Below are records to be copied exactly; their pictures are to be omitted.

───── TASK INPUT ─────

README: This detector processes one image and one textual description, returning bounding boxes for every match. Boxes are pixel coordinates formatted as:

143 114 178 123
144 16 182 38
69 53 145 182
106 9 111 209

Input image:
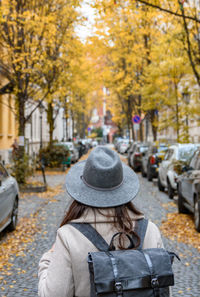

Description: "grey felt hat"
65 146 140 208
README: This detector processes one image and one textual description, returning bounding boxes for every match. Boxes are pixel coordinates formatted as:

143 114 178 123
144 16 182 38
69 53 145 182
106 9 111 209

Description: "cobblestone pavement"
0 155 200 297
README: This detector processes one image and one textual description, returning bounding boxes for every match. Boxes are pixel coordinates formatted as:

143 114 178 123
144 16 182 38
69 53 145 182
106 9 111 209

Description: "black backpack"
70 219 179 297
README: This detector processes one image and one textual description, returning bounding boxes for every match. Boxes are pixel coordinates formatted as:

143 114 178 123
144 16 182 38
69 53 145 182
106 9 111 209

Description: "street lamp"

─────

### RESPONSE TO THE EXERCISE
README: This detector processes one image and one textual description, returning bounding boxes for every match. Boxes are pixel coordinates formatted as:

143 114 178 123
144 16 182 38
69 53 145 182
106 9 111 209

Input image:

Description: "grey felt hat"
65 146 140 208
README: This detector processes one image and one textual description, returning bounding boxes for every match. Boxes are pixel coordinates formatted as:

143 114 178 123
144 16 182 38
69 53 145 182
106 9 111 209

Description: "cobblestone pavement"
0 155 200 297
README: This detector processes one image and one textual description, returning bounding boxes for every match. Boxes are pixel coordinates formatted as:

143 114 178 123
144 16 182 38
69 53 145 182
106 9 111 209

Description: "black backpack"
70 219 179 297
README: This detector processes one image and one textual description, returning bounding boxes for every match. Boxes are pixel coordinates formatted as:

143 114 178 123
144 16 182 38
69 53 145 182
106 9 111 209

Description: "street lamp"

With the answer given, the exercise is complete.